TEXT BLOCK =>
-*-
With respect to vocational education and training, the general comments from the participants included:

· Start VET earlier ie year 8 or late primary school in addition to mainstream education. This allows young people to start to become aware of career pathways to get a sense of vision and direction for their future.

The recommendation states:

VET should be in all schools and receive adequate funding.

· Inconsistencies with the implementation of VET programs.

· The quality of programs often relies on the motivation of school staff and the local industry.

Recommendation 2: National marketing campaign dispelling negative images of young people participating in vocational education programs and to promote VET as being of equal value to academic education streams.

· VET needs a new image as current one carries connotations of not being as good as academic streams of education that affects enrolments.

Recommendation 3: Establishing VET program in years 11 and 12 where young people can volunteer to work for a few days a week in a supervised and supported workplace.

· Employers take responsibility for equipment and material costs.

· A National register of businesses willing to take students should be established.

They then make a general comment with respect to peer support and say:

Peer support allows young people to discuss issues of concerns not related to the school curriculum with older peers.

Recommendation 1: Peer group support programs to be established in all high schools.

· Teachers should provide back-up support by acting as student liaison officers.

The next issue is career information in schools and they make the general comment:

· Young people of NES backgrounds are disadvantaged when it comes to receiving career info.

· More information is required on part-time apprenticeships.

Recommendation 1: career information needs to be more accessible to all students.

With respect to university morale, the recommendations are:

Recommendation 1: The Government needs to have a dialogue with students and universities to discuss more funding for smaller classes, retention of lecturers, better facilities and more research grants.

Recommendation 2: There is a need for greater mentoring and pastoral care services.

Recommendation 3: Introduce a `Foundation' year for all first year students.

Recommendation 4: There is a need to establish links between academia and industry while students are studying.

Recommendation 5: All lecture notes and papers should be posted on the Internet.

I turn to the employment topic group, which stated:

Recommendation 1: Foundation skills should be recognised as a core component of education.
-*-
WORK TO DO =>
[1] Retype the part of the recommendations text that begins at the words "Peer support allows" and ends after "student liaison officers.", keeping every character the same.
[2] Echo every line of the listing that follows, without changing anything.
-*-
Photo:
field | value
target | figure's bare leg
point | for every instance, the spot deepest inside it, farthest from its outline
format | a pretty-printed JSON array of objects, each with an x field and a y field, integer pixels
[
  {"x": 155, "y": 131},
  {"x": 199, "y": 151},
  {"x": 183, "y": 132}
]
-*-
PER-TASK ANSWERS =>
[1]
Peer support allows young people to discuss issues of concerns not related to the school curriculum with older peers.

Recommendation 1: Peer group support programs to be established in all high schools.

· Teachers should provide back-up support by acting as student liaison officers.

[2]
Photo:
field | value
target | figure's bare leg
point | for every instance, the spot deepest inside it, farthest from its outline
format | a pretty-printed JSON array of objects, each with an x field and a y field, integer pixels
[
  {"x": 155, "y": 131},
  {"x": 199, "y": 151},
  {"x": 183, "y": 132}
]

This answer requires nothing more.